MATERIAL PROVIDED ::
:::::

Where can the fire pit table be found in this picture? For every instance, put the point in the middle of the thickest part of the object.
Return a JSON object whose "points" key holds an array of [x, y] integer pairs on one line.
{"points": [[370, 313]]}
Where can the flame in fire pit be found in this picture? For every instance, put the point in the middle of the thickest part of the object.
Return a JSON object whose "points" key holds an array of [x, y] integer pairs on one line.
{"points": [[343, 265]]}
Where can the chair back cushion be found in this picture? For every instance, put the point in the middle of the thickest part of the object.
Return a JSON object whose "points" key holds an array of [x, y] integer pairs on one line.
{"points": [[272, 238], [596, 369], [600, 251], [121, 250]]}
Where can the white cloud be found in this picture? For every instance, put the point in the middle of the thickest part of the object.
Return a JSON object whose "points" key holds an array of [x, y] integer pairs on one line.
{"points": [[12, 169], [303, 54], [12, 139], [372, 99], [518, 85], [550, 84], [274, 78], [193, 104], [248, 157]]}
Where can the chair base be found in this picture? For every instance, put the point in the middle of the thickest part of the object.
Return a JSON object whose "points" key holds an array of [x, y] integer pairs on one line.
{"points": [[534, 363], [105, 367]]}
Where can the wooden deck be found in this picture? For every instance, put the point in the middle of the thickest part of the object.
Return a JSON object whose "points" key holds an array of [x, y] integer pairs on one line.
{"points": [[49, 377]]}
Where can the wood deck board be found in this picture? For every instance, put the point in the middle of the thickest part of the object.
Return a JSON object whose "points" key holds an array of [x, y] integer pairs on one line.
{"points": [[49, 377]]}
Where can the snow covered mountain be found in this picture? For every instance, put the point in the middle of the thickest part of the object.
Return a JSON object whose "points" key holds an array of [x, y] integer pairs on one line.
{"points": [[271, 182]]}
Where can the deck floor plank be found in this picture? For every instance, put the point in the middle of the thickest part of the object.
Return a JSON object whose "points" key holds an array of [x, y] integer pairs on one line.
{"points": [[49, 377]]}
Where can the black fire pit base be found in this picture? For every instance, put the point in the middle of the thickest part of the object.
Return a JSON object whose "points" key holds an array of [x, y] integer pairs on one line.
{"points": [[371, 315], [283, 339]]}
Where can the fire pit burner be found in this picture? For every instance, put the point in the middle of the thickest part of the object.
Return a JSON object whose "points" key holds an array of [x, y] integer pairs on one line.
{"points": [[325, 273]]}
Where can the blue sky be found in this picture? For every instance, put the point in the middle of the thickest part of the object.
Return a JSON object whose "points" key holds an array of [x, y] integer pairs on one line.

:::::

ASSIGNED TASK ::
Would you return the entries exactly as they stand?

OUTPUT OF THE EXERCISE ::
Where can the fire pit table be found in this picture? For every instance, put the point in the middle of the thickest part of the object.
Return a JSON object whose "points" key holds an array of [x, y] integer pairs on one line.
{"points": [[370, 313]]}
Where can the flame in fire pit be found in this picture? For every instance, put the point in the middle of the thickest part of the object.
Return a JSON object whose "points" key holds an array of [x, y] integer pairs on one line.
{"points": [[343, 265]]}
Where can the chair back cushion be found in this picture? For every instance, put the point in the middle of the thickest part of the object.
Return a JSON object whose "points" key holds an array of [x, y] integer pairs on one line.
{"points": [[272, 238], [596, 369], [600, 251], [121, 250]]}
Where can the white cloud be found in this picture? For every instance, put the point in the middle of the thickest part of the object.
Return a JSON object whose "points" key holds an array of [x, y] integer pairs on one line.
{"points": [[12, 169], [303, 54], [12, 139], [372, 99], [518, 85], [550, 84], [274, 78], [193, 104], [248, 157]]}
Where can the chair base be found in this picture? For every instance, put the point in the middle of the thickest part of the object.
Return a JSON object whose "points" key holds an array of [x, y] integer pairs on one line.
{"points": [[534, 363], [105, 367]]}
Where can the wooden deck be found in this picture? For every instance, put the point in the middle of the thickest part of the object.
Return a JSON object whose "points" key holds an array of [x, y] integer pairs on one line.
{"points": [[49, 377]]}
Where can the wood deck board be found in this picture? For every instance, put the point in the middle of the thickest part of the object.
Return a JSON object whose "points" key holds an array of [x, y] integer pairs on one line.
{"points": [[49, 377]]}
Where can the snow covered mountain be found in this picture? For every instance, put the point in the middle of the thickest part of the object.
Return a JSON object whose "points" key holds an array of [x, y] integer pairs on one line.
{"points": [[271, 182]]}
Where can the deck floor plank be found in this picture? For every instance, put the point in the middle of the thickest part of the object.
Return a JSON object whose "points" key holds an array of [x, y] integer pairs on one line.
{"points": [[49, 377]]}
Where can the black fire pit base be found in this picture? For every instance, put the point in the middle of the thickest part of the object.
Return a JSON object whose "points" key holds an array of [x, y] integer pairs on one line.
{"points": [[371, 315], [283, 339]]}
Where can the fire pit burner be found in this picture? For every instance, put the point in the middle of the thickest part of the object.
Return a JSON object whose "points" key holds an array of [x, y] integer pairs on one line.
{"points": [[325, 273]]}
Where can the blue sky be found in this picture? For every instance, put the point in the middle of the thickest part of the object.
Return a JSON object whose "points" key holds an array of [x, y] integer pairs on one line.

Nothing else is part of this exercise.